--- EXERCISE ---
Identify each line in the records below that contains the string "parked", and copy every such line in full. Case counts when matching.

Data entries
————

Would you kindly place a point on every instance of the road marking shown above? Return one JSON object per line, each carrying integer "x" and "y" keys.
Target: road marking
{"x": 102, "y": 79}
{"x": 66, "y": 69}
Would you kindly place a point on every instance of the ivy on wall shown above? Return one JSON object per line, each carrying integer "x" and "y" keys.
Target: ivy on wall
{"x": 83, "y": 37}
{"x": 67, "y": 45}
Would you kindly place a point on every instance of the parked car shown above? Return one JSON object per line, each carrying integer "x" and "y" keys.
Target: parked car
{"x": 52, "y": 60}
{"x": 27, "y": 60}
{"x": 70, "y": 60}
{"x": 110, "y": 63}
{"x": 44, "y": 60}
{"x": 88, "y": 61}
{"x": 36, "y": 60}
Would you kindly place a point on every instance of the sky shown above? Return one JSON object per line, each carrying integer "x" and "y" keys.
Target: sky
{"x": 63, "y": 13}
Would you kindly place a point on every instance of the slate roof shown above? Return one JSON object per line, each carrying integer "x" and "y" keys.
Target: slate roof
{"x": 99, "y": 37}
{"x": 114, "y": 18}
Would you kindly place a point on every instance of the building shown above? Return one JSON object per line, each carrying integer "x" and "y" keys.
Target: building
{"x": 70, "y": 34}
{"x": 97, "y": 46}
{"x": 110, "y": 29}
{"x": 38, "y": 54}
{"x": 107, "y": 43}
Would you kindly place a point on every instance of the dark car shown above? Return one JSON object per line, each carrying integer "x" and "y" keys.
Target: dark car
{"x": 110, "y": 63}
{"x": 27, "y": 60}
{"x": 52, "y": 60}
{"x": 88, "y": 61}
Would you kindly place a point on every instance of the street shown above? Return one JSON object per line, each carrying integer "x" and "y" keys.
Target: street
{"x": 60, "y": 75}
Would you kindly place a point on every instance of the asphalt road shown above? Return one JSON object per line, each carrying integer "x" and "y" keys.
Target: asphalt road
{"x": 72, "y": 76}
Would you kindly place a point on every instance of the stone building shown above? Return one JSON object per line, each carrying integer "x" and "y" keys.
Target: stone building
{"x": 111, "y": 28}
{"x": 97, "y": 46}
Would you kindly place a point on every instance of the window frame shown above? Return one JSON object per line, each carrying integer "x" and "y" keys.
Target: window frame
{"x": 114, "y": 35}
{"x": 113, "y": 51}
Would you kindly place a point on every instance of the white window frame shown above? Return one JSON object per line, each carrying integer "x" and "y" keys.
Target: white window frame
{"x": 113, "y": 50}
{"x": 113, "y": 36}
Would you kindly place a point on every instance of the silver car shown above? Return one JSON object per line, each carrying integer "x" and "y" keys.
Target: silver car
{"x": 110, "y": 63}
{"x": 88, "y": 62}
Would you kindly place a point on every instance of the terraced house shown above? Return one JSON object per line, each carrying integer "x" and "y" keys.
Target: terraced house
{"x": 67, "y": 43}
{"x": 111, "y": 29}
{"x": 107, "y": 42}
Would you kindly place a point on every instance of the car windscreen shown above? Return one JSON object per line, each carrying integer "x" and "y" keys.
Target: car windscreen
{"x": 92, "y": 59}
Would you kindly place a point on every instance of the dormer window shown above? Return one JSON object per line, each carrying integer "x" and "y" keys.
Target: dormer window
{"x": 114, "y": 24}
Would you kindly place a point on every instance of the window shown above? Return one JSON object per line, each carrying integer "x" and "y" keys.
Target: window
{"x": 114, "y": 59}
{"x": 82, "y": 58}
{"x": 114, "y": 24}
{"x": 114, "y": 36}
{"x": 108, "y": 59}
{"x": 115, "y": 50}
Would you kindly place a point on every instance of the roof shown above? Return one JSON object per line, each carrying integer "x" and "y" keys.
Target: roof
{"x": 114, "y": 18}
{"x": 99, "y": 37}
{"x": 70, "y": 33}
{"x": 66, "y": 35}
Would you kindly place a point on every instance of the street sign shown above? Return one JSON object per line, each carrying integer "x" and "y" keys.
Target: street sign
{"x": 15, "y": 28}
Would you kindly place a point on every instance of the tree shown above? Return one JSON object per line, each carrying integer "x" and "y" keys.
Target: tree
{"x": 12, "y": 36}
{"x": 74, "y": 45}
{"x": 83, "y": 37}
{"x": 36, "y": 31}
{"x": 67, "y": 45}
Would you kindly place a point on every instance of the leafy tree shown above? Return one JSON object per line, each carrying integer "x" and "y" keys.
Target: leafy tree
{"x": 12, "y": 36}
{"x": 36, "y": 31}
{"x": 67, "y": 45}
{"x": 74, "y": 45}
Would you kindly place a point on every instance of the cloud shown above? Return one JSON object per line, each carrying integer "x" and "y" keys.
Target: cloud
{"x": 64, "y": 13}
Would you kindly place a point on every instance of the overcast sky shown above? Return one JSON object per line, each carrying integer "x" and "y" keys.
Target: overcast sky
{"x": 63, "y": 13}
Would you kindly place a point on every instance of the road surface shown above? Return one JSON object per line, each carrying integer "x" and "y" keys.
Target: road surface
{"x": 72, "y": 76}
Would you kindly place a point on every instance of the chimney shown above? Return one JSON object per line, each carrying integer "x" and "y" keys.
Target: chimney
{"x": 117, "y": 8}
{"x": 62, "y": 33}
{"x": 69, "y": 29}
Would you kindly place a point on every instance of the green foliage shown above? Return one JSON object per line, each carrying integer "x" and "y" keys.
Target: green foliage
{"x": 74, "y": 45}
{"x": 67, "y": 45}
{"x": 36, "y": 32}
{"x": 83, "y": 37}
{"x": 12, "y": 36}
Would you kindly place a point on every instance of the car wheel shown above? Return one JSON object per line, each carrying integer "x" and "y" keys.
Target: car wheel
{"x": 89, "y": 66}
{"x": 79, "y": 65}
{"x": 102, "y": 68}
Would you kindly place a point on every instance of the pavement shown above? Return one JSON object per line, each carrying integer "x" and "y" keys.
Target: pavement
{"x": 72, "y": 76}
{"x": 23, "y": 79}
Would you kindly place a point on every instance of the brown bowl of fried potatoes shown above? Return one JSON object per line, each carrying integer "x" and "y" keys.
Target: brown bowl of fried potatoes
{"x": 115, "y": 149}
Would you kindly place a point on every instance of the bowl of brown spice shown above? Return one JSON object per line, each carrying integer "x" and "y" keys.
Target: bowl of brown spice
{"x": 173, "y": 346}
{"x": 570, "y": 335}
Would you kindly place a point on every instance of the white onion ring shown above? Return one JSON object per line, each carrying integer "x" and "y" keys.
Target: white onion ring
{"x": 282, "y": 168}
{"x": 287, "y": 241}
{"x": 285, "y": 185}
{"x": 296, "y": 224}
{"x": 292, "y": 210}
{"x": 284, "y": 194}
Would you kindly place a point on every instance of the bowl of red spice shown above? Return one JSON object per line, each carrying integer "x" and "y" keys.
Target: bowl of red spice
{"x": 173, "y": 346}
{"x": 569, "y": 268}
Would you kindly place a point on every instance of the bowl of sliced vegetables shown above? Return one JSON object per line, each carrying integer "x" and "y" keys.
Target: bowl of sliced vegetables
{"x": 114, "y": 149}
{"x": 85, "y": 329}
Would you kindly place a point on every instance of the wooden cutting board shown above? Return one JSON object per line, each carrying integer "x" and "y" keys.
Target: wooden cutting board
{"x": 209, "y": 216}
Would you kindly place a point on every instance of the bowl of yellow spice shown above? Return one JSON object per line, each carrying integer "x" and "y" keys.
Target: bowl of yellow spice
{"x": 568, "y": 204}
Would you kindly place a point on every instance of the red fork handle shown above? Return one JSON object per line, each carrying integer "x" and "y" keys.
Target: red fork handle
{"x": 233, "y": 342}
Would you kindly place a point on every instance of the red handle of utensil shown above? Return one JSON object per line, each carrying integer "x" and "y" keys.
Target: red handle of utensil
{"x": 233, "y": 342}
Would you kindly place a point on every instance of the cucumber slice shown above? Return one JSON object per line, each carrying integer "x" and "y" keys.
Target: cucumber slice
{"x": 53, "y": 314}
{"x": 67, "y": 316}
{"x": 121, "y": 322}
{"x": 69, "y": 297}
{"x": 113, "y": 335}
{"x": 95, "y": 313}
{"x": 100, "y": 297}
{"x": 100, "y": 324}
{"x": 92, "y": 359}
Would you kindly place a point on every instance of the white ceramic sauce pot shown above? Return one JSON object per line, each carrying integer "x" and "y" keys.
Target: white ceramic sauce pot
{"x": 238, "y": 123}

————

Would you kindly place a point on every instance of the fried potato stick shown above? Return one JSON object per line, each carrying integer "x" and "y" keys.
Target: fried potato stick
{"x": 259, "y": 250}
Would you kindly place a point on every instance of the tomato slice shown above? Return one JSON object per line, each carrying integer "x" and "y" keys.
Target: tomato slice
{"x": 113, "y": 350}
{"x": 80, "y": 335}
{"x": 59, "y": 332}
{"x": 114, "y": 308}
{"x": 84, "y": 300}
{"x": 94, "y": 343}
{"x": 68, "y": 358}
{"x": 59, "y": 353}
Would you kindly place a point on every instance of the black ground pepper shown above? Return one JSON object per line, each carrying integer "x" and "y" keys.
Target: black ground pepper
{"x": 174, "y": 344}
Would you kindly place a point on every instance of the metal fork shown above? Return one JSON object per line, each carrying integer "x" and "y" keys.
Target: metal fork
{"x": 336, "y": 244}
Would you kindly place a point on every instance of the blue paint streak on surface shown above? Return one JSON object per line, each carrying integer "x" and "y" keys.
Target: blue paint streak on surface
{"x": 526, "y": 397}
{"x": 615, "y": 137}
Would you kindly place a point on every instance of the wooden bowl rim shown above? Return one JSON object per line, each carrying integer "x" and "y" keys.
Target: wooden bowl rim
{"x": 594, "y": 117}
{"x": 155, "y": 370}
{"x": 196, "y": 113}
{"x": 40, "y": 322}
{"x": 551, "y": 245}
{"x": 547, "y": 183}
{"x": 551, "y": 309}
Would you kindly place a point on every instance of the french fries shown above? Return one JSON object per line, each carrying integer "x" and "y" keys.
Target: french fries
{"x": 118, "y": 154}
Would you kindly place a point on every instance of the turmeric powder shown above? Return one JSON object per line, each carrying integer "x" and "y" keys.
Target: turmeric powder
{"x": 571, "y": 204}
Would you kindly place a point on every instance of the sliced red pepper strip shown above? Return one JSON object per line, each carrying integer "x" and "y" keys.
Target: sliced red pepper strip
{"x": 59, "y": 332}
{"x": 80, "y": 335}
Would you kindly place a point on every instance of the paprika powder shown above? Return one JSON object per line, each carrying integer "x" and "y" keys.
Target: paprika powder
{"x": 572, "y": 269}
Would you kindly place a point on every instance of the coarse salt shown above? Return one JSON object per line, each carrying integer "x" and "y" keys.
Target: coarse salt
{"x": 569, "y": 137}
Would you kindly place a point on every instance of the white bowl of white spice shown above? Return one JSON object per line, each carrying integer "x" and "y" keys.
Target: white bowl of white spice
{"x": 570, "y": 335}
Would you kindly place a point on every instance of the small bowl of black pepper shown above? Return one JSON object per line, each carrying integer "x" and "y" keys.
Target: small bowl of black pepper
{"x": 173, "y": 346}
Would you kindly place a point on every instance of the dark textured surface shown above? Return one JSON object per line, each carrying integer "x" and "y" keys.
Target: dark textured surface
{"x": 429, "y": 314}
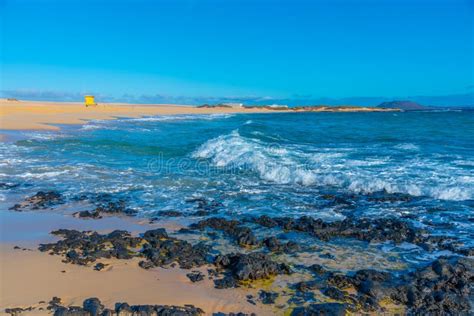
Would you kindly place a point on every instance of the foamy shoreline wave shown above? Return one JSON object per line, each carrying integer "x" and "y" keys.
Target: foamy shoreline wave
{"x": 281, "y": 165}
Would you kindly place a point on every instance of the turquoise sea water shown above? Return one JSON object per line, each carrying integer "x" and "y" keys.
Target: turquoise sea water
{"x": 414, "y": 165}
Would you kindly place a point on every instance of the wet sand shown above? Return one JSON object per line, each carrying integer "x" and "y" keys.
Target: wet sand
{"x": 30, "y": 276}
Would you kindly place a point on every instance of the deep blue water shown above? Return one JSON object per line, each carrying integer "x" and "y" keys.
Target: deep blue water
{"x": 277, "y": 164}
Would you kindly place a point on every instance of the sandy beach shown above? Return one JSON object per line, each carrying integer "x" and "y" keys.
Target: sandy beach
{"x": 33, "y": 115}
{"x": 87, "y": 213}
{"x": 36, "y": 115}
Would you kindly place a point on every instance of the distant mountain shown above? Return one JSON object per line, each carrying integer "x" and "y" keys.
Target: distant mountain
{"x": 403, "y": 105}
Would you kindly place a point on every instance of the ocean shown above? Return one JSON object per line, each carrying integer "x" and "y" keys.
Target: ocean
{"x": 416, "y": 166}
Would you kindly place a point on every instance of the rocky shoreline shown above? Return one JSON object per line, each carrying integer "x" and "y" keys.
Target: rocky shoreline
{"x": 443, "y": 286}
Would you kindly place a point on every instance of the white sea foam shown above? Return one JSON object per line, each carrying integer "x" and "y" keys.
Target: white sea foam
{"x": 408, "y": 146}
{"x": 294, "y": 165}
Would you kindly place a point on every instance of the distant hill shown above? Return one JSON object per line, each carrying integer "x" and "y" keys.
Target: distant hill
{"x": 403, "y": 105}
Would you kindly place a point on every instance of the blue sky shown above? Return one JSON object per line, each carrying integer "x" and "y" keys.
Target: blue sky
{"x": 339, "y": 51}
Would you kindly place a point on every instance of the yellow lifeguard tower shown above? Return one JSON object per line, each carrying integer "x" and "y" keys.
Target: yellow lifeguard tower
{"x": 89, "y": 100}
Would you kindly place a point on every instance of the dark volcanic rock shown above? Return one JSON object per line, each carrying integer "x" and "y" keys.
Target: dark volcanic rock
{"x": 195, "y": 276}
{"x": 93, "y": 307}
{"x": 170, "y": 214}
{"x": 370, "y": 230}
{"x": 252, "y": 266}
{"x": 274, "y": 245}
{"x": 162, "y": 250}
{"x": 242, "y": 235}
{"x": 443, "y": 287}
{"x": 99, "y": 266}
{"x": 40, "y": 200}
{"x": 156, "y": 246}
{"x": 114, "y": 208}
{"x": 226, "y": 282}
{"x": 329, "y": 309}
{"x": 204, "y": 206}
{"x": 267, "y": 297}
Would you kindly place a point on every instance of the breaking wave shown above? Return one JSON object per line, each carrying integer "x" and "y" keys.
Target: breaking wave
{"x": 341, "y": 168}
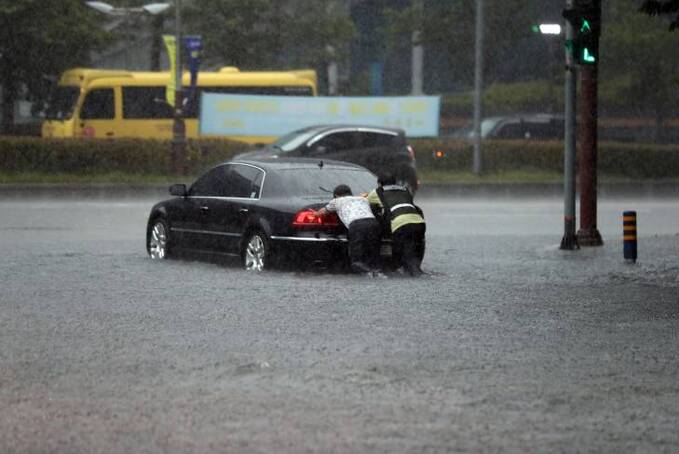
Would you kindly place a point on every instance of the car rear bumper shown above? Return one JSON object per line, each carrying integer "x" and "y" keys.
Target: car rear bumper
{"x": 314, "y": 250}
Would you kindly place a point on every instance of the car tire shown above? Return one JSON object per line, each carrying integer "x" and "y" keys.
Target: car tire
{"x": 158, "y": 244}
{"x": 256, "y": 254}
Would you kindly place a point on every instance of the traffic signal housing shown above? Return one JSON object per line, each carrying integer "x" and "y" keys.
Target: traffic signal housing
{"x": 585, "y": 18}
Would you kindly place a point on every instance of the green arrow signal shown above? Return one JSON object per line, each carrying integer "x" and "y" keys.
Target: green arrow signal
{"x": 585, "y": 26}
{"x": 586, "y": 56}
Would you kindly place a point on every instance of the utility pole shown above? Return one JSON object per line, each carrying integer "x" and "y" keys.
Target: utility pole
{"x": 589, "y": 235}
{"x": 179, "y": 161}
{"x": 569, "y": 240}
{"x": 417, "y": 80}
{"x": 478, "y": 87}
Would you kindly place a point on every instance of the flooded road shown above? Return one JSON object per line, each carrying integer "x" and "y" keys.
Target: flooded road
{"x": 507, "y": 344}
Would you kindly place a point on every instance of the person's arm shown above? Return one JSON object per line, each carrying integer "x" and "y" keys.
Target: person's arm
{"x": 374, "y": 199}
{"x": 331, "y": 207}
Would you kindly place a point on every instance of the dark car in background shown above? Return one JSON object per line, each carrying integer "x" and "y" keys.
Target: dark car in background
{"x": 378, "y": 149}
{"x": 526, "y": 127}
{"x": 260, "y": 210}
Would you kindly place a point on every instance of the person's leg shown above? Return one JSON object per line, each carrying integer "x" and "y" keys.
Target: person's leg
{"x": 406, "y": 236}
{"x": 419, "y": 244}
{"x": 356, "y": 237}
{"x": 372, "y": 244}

————

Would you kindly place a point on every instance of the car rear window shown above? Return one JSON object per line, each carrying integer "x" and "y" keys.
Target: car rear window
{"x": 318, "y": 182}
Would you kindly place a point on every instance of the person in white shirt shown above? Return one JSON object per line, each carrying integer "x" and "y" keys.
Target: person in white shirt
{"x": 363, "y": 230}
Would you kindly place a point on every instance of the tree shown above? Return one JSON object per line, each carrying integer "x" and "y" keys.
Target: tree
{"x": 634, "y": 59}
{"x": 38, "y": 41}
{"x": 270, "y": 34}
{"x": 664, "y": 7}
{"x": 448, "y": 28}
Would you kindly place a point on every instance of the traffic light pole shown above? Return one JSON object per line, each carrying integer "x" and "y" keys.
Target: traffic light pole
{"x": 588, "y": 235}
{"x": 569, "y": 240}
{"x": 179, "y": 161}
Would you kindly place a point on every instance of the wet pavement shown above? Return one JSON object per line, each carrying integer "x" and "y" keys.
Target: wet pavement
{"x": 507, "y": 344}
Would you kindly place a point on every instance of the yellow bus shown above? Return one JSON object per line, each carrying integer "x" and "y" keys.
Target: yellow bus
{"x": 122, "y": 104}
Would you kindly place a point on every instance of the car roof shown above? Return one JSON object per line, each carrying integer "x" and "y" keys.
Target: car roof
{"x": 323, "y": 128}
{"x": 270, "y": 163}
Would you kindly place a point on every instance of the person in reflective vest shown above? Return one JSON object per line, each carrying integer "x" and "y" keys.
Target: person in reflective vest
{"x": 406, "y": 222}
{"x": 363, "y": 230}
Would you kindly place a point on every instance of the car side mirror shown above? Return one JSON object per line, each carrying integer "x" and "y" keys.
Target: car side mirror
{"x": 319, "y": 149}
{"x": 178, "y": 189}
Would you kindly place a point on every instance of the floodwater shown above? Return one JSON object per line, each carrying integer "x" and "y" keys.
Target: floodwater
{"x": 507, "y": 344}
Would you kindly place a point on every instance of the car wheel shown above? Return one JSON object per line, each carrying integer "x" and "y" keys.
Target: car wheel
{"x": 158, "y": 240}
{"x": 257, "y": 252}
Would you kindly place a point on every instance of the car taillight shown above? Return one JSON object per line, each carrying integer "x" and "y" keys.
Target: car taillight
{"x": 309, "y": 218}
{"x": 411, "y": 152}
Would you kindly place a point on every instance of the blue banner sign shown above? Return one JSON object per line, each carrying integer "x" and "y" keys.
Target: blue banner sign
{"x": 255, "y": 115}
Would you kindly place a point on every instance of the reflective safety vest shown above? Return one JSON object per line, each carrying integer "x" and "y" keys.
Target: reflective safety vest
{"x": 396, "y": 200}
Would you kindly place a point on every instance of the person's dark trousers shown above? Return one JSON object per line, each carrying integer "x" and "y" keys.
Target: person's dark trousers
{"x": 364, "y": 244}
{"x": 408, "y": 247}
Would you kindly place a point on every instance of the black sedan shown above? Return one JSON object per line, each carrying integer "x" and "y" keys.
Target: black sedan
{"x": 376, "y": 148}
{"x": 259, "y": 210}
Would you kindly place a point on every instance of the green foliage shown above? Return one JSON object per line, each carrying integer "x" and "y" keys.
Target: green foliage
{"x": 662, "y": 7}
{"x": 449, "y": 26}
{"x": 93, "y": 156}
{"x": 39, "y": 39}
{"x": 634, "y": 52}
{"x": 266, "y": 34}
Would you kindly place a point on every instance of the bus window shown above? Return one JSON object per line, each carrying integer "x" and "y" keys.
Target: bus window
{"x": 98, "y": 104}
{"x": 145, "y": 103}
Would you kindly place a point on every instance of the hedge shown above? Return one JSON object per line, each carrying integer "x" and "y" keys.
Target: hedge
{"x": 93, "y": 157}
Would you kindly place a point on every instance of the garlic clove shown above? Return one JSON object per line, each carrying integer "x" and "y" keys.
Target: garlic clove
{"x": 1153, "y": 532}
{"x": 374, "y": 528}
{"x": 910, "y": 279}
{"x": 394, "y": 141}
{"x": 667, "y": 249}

————

--- EXERCISE ANSWER ---
Would you kindly place a point on every instance of the parked car shown above? Return one JSON object per line, each carrying integer "x" and "y" keys.
Target: parked car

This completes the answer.